> **What is expected**
Word for word, restate every line of the material.

> **Entries taken from a collection**
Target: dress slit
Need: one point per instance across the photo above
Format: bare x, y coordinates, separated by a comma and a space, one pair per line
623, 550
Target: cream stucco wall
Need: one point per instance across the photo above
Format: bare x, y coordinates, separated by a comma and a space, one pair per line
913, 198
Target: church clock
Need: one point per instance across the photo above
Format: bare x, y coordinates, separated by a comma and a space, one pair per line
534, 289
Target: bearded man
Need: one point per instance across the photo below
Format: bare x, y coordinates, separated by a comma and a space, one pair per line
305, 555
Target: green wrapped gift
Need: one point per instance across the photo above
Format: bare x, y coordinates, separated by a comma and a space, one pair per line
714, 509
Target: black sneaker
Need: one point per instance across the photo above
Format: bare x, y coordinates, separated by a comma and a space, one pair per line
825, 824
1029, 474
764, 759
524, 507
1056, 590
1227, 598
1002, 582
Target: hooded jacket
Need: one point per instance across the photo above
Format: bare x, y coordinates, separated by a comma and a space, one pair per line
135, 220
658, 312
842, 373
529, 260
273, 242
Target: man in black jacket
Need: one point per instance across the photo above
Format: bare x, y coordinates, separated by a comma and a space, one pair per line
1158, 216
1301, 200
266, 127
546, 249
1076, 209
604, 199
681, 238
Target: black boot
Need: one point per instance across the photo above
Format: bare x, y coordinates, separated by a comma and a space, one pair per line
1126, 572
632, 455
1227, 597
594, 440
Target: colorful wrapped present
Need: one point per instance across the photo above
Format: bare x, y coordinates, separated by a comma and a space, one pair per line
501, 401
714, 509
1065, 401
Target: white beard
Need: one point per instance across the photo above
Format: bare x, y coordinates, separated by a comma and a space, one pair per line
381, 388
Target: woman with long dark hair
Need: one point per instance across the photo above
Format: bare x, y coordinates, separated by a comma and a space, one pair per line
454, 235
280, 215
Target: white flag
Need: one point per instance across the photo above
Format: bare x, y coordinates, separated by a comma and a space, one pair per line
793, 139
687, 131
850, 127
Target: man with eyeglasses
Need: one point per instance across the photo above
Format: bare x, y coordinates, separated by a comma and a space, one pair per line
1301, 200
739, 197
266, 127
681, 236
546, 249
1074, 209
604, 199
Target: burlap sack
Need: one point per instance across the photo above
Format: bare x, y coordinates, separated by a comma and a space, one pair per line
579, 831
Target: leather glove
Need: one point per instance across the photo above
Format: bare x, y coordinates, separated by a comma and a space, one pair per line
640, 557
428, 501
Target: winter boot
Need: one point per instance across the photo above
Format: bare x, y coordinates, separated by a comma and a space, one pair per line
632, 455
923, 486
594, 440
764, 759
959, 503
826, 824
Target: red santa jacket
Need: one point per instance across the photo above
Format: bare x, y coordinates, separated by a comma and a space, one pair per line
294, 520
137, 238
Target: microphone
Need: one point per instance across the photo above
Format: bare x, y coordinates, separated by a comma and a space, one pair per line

> **Reply to the exercise**
Target: dress slit
Need: one point per instance across the photo above
Format: bare x, y coordinates, separated by a comma and a space, one pair per line
623, 550
Target: cream stucco wall
Need: one point per instance across the photo above
Format: bare x, y coordinates, separated by a comma and a space, one pair per line
913, 198
Target: church clock
Need: one point per instance across the photo above
Format: bare x, y coordinates, separated by a comma and a space, one pair per line
534, 289
Target: bearded man
Need: one point per instance across the photo below
Format: bare x, y coordinates, separated by a comma and a space, one pair per line
305, 555
Target: green wrapped gift
Need: one point per instance across the photo above
Format: bare x, y coordinates, separated by a comma and a space, one pair per line
714, 509
Target: black sneaker
Need: one point per instance across the photo above
Format: bare x, y coordinates, separated by a comma and a space, one pair per line
825, 824
1029, 474
764, 759
524, 507
1056, 590
1227, 598
1002, 582
Target: hooded jacket
Need: one point per instance across the photo above
Format: bare x, y coordinates, separated by a comma and a space, one pair per line
135, 220
658, 312
842, 373
529, 260
273, 242
Target: man in black jacket
Need: one point per instance across the photo above
Format: bare x, y coordinates, separated by a comma and a space, one pair per line
1158, 216
1301, 200
266, 127
546, 249
1076, 209
604, 199
681, 238
Target: black boot
Need: one point per instance across the photo above
Format: bare x, y coordinates, separated by a comma and a space, one pair per line
1126, 572
632, 455
1227, 597
594, 440
Target: colorful wrapped present
Need: one point per instance across the photo above
Format: bare x, y coordinates, separated by a comma and a space, one pair per line
501, 401
714, 509
1065, 401
Target: white beard
Need: one point per instance across the photo above
Format: bare x, y coordinates, separated by a comma and a space, one pair per line
381, 388
Target: woman with long dark hair
Need: one point per instance across the photo above
Format: bare x, y coordinates, separated by a comma and a space, one pair per line
454, 235
280, 215
Target: white flag
Need: one point per instance across the photo above
Format: bare x, y coordinates, separated by a comma and a space, one pair per line
793, 139
687, 131
850, 127
Target: man with eyeglasses
Need: one point per instance across the photo above
Format: bare x, y coordinates, separated by a comma and a space, one pair per line
1301, 200
739, 197
266, 127
681, 236
546, 249
1074, 209
604, 199
Target: burlap sack
Need: one point per instance across the photo above
Format: bare x, y coordinates, separated by a comma and a space, one pair per line
579, 831
Target: leather glove
Need: one point per instance across the photo above
Format: bare x, y coordinates, separated by a comma and a space, one pair per line
640, 557
428, 501
Target: winter boot
Need: one point per instance across the photo above
Format: bare x, y coordinates, separated by a comma and a space, one pair per line
632, 455
923, 486
594, 440
764, 759
959, 503
826, 824
Target: red santa jacket
Need: one point per instance across the photo above
Format: bare x, y coordinates, separated by a comma and a space, one pair per line
294, 520
137, 238
Target: microphone
Need: one point per instance across the photo above
Format: bare x, y coordinates, separated by a comma and a space, one pair per line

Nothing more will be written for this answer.